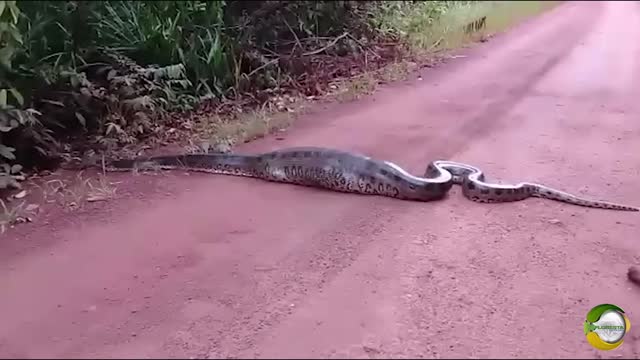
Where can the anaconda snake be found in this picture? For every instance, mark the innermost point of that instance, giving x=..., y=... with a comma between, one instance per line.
x=343, y=171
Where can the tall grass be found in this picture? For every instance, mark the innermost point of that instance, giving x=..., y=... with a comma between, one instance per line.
x=111, y=69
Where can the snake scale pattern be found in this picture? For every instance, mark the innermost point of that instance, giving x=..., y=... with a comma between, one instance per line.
x=348, y=172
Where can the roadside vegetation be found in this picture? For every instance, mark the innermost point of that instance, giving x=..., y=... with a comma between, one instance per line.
x=82, y=79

****************

Work order: Begin with the line holding "Where can the snake" and end with the last line of the material. Copy all of them exactly.

Response box:
Where can the snake scale pattern be found in this picture? For every instance, mark the innermost point of that instance, giving x=..., y=... with a comma between, one instance per line.
x=348, y=172
Where can the roadside vegetation be found in this picture? For every instance, mark the innermost point of that instance, giving x=..., y=... with a comma between, one instance per line.
x=82, y=79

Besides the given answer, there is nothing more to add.